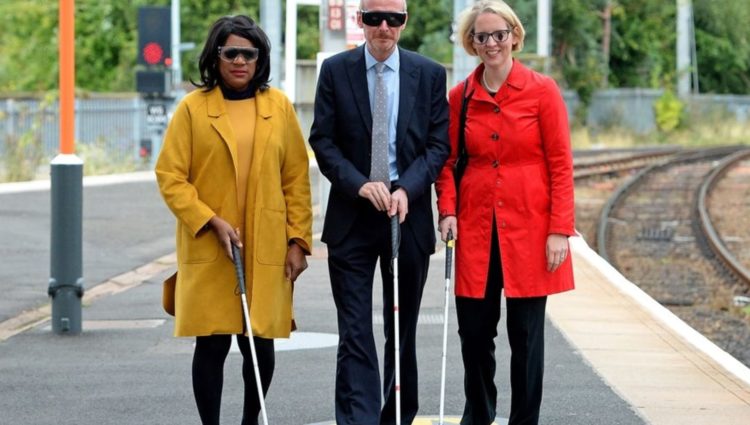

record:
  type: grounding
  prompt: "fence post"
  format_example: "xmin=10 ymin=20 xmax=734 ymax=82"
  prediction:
xmin=133 ymin=97 xmax=142 ymax=163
-------------------------
§ **Problem requirements**
An exact copy of all the entries is required, and it must contain no pictures.

§ **Result**
record:
  type: grounding
  prompt: "fence post"
  format_example: "xmin=10 ymin=20 xmax=734 ymax=82"
  prediction:
xmin=133 ymin=97 xmax=142 ymax=163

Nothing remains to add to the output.